Required tasks:
• 1. Answer these questions about the TSO post:
(a) Which side of TSO does the diff add to the TCP/IP stack?
(b) Which function sends huge TCP segments down the stack when the hardware has TSO capabilities?
(c) With what did the writer test the diff?
• 2. Quote the records from their first line through the line holding "x=246, y=280", both ends included. Leave the pictures out.

On Wed, Jun 29, 2022 at 02:24:35PM +0200, Jan Klemkow wrote:
> Hi,
>
> This diff introduces the sending side of TSO to our TCP/IP stack.
> If the hardware has TSO capabilities tcp_output() will send huge TCP
> segments down the stack to the interface. ip{6}_output() will ignore
> the size is greater then eny MTU in this case.
>
> I tested it with IPv4, IPv6 and VLAN. VLAN sending is not offloaded
> now, because this interface does not inherited the TSO capability.
> I will do this in a later diff.

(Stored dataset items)
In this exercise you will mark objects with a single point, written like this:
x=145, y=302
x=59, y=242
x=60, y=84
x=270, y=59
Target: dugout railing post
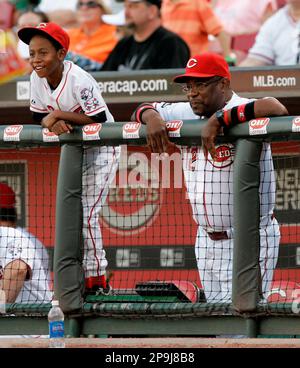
x=246, y=278
x=68, y=251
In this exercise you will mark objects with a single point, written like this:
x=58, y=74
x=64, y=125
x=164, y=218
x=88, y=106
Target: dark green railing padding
x=68, y=274
x=68, y=251
x=246, y=271
x=279, y=129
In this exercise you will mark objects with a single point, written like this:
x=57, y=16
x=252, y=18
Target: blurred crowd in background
x=156, y=34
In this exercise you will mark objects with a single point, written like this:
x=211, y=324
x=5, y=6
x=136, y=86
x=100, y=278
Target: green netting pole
x=67, y=265
x=246, y=280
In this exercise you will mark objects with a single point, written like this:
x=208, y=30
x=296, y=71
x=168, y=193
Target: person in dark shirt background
x=150, y=46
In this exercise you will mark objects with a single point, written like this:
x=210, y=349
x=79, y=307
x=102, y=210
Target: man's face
x=136, y=14
x=205, y=95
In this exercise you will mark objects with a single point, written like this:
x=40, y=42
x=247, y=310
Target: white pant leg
x=98, y=171
x=269, y=249
x=214, y=261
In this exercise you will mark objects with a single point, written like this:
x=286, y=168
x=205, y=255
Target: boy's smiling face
x=45, y=60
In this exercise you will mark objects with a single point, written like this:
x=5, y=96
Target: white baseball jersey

The answers:
• 1.
(a) The sending side.
(b) tcp_output().
(c) IPv4, IPv6 and VLAN.

• 2.
In this exercise you will mark objects with a single point, written like this:
x=145, y=302
x=59, y=242
x=60, y=84
x=270, y=59
Target: dugout railing post
x=246, y=278
x=68, y=251
In this exercise you will mark objects with a single point, written like this:
x=58, y=74
x=64, y=125
x=164, y=218
x=88, y=106
Target: dark green railing padding
x=68, y=274
x=68, y=251
x=246, y=271
x=279, y=129
In this exercise you will mark objects with a single point, written like this:
x=57, y=16
x=252, y=18
Target: blurred crowd in background
x=156, y=34
In this exercise you will mark objects with a single point, written like this:
x=211, y=324
x=5, y=6
x=136, y=86
x=100, y=278
Target: green netting pole
x=67, y=265
x=246, y=280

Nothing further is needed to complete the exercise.